Entries provided:
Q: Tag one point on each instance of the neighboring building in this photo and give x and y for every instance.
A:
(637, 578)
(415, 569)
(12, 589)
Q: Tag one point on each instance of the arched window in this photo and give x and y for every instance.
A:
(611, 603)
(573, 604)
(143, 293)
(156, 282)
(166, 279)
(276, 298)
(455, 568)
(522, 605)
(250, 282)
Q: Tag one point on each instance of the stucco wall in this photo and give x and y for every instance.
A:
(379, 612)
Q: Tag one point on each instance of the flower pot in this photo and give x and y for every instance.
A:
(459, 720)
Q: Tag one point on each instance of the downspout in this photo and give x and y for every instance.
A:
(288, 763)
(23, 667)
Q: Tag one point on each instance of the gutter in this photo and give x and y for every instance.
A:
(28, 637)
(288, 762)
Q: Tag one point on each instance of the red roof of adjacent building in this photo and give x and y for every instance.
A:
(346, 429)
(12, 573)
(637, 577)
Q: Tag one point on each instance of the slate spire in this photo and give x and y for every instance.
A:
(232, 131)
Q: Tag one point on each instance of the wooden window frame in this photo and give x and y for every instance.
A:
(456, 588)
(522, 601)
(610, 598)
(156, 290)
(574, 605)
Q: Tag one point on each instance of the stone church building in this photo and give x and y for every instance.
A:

Work instructions:
Among the lines of the material above, find those with the word "building". Copy each one.

Output for this exercise:
Q: Tag one point on each instance of the neighboring building in this photo and give x and y for every instance.
Q: Tag one point on each instance of the red roof of adjacent building in this photo and give x and y for every instance.
Q: Tag one point on each instance of the stone church building in this photo and give x and y for every instance.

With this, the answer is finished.